◆ Your instructions
All that should appear is the run of lines from the one containing "Call locate_point to put a point on the village" through the end of the records, each repeated exactly.

◆ Data provided
== Segment start ==

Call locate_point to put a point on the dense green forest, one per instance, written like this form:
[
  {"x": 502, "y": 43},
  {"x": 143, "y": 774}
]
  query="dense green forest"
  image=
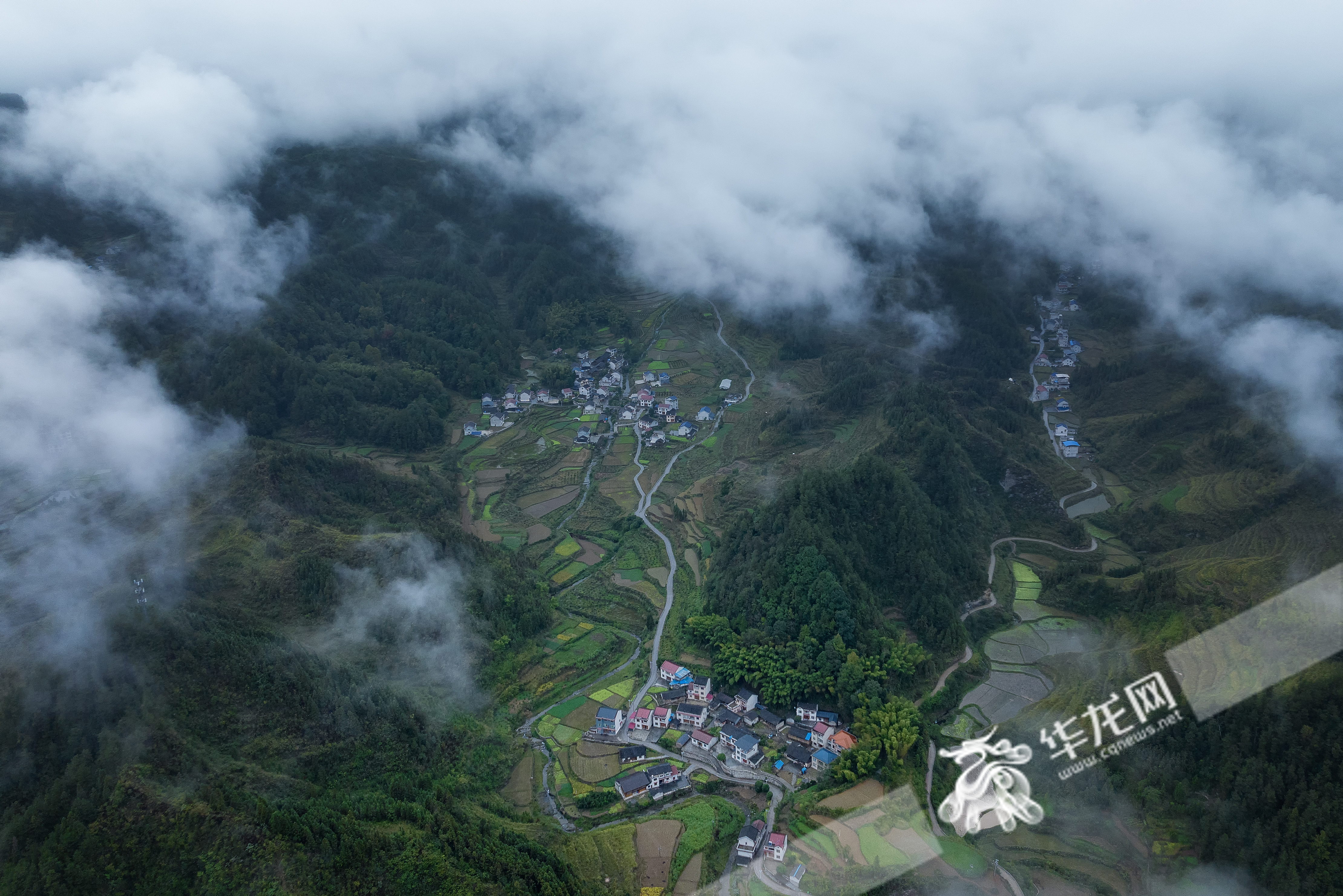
[
  {"x": 221, "y": 747},
  {"x": 219, "y": 751},
  {"x": 801, "y": 587}
]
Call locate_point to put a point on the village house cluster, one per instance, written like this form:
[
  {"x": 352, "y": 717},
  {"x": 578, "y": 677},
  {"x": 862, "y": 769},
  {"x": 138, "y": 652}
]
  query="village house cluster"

== Segment end ==

◆ Worked solution
Call locate_point to put a point on the village house cluster, one per instance, written like this form:
[
  {"x": 352, "y": 717},
  {"x": 578, "y": 677},
  {"x": 862, "y": 769},
  {"x": 138, "y": 652}
]
  query="village house cluster"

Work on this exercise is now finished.